(Collected data entries)
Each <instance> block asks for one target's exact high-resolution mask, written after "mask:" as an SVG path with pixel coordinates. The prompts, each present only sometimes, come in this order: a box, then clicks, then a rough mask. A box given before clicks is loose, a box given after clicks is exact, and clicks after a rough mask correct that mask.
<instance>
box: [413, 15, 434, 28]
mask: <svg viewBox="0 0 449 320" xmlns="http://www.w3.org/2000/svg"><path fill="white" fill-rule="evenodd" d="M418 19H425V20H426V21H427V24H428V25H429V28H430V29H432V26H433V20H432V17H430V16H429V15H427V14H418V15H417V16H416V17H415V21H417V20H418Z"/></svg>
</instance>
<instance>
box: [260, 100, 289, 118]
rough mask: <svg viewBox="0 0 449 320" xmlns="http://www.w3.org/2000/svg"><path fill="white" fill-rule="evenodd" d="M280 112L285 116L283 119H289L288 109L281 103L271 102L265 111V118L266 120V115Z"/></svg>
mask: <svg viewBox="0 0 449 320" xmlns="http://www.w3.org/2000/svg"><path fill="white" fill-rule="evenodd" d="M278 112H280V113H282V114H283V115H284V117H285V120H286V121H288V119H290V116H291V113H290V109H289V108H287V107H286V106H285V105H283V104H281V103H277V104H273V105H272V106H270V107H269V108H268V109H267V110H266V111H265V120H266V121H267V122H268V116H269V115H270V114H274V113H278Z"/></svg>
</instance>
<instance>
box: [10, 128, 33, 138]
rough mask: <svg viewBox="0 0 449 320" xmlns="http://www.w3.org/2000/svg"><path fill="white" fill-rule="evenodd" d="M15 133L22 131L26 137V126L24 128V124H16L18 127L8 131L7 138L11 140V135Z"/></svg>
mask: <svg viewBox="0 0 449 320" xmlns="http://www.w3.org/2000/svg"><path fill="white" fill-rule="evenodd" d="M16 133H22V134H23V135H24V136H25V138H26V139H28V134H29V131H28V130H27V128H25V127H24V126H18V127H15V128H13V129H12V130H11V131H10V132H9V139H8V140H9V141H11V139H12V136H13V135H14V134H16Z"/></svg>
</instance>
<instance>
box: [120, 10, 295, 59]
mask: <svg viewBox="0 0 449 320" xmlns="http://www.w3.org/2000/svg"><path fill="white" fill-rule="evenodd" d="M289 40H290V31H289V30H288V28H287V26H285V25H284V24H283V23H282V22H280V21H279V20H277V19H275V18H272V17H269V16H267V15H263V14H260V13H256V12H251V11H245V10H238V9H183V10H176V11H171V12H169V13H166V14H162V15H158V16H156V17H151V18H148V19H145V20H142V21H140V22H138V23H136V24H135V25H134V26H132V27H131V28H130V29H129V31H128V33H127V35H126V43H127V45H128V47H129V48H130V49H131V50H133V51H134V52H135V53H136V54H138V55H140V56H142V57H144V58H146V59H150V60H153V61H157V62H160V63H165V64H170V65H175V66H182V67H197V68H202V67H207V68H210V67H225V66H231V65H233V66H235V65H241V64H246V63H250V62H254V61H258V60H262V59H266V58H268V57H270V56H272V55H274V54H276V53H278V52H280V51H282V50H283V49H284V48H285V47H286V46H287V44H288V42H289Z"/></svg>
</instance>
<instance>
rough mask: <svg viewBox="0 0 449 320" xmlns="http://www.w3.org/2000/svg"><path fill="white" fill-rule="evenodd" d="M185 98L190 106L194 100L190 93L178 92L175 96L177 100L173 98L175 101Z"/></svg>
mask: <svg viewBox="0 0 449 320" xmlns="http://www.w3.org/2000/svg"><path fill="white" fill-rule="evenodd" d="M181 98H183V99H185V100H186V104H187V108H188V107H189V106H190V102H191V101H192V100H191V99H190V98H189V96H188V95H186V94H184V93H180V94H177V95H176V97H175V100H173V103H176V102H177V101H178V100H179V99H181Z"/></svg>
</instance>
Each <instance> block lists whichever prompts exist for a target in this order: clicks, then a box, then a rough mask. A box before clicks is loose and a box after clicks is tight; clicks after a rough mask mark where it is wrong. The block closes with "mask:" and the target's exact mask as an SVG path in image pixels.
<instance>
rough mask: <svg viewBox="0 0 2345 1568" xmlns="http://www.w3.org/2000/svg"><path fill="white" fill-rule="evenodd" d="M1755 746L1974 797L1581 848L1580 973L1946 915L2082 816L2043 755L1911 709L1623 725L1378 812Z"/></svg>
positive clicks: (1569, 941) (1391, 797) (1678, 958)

EXERCISE:
A verbatim copy of the records above should be returned.

OUTPUT FOR THIS TASK:
Each <instance> block asks for one target's exact high-resolution mask, written after "mask:" as an SVG path with pixel coordinates. The prompts, each present only sometimes, come in this order: a box, then clicks, then a rough mask. A box given before clicks is loose, a box given after clicks is exact, and clicks after a rough mask correct that mask.
<instance>
box: [413, 15, 434, 28]
mask: <svg viewBox="0 0 449 320" xmlns="http://www.w3.org/2000/svg"><path fill="white" fill-rule="evenodd" d="M418 19H425V20H426V21H427V24H428V25H429V28H430V29H432V26H433V20H432V17H430V16H429V15H427V14H418V15H417V16H416V17H415V21H417V20H418Z"/></svg>
</instance>
<instance>
box: [260, 100, 289, 118]
rough mask: <svg viewBox="0 0 449 320" xmlns="http://www.w3.org/2000/svg"><path fill="white" fill-rule="evenodd" d="M280 112L285 116L283 119H289L288 109L281 103L271 102L265 111V118L266 120V115Z"/></svg>
mask: <svg viewBox="0 0 449 320" xmlns="http://www.w3.org/2000/svg"><path fill="white" fill-rule="evenodd" d="M278 112H280V113H282V114H283V115H284V117H285V120H286V121H288V119H290V116H291V113H290V109H289V108H287V107H286V106H285V105H283V104H281V103H277V104H273V105H272V106H270V107H269V108H268V109H267V110H266V111H265V120H266V121H267V122H268V116H269V115H270V114H274V113H278Z"/></svg>
</instance>
<instance>
box: [10, 128, 33, 138]
rough mask: <svg viewBox="0 0 449 320" xmlns="http://www.w3.org/2000/svg"><path fill="white" fill-rule="evenodd" d="M15 133L22 131L26 137V126L24 128V124H16L18 127L8 131L7 138L11 140V135Z"/></svg>
mask: <svg viewBox="0 0 449 320" xmlns="http://www.w3.org/2000/svg"><path fill="white" fill-rule="evenodd" d="M16 133H22V134H23V135H24V136H25V138H26V139H28V134H29V131H28V130H27V128H25V127H24V126H18V127H15V128H13V129H12V130H11V131H10V132H9V139H8V140H9V141H11V139H12V136H13V135H14V134H16Z"/></svg>
</instance>
<instance>
box: [120, 10, 295, 59]
mask: <svg viewBox="0 0 449 320" xmlns="http://www.w3.org/2000/svg"><path fill="white" fill-rule="evenodd" d="M289 40H290V31H289V30H288V28H287V26H285V25H284V24H283V23H282V22H280V21H279V20H277V19H275V18H272V17H269V16H267V15H263V14H260V13H256V12H251V11H245V10H238V9H183V10H176V11H171V12H169V13H166V14H162V15H158V16H156V17H151V18H148V19H145V20H142V21H140V22H138V23H136V24H135V25H134V26H132V27H131V28H130V29H129V31H128V33H127V35H126V43H127V45H128V47H129V48H130V49H131V50H133V51H134V52H135V53H136V54H138V55H140V56H142V57H144V58H146V59H150V60H153V61H157V62H160V63H165V64H170V65H175V66H182V67H197V68H202V67H207V68H210V67H225V66H231V65H233V66H235V65H241V64H246V63H250V62H254V61H258V60H262V59H266V58H268V57H270V56H272V55H274V54H276V53H278V52H280V51H282V50H283V49H284V48H285V47H286V46H287V44H288V42H289Z"/></svg>
</instance>
<instance>
rough mask: <svg viewBox="0 0 449 320" xmlns="http://www.w3.org/2000/svg"><path fill="white" fill-rule="evenodd" d="M185 98L190 106L194 100L190 93L178 92L175 96L177 100L173 98L175 101Z"/></svg>
mask: <svg viewBox="0 0 449 320" xmlns="http://www.w3.org/2000/svg"><path fill="white" fill-rule="evenodd" d="M181 98H183V99H185V100H186V104H187V108H188V107H189V106H190V102H191V101H192V100H191V99H190V98H189V96H188V95H186V94H184V93H180V94H177V95H176V97H175V100H173V103H176V102H177V101H178V100H179V99H181Z"/></svg>
</instance>
Each <instance> block lists whichever prompts exist for a target in this order: clicks, then a box, then a rough mask. A box before clicks is loose and a box after clicks is tight; clicks after a rough mask mark where it is wrong. The block closes with "mask:" and the target's exact mask as an SVG path in image pixels.
<instance>
rough mask: <svg viewBox="0 0 2345 1568" xmlns="http://www.w3.org/2000/svg"><path fill="white" fill-rule="evenodd" d="M1755 746L1974 797L1581 848L1580 973L1946 915L2082 816L2043 755L1911 709L1623 725L1378 812Z"/></svg>
positive clicks: (1569, 941) (1391, 797) (1678, 958)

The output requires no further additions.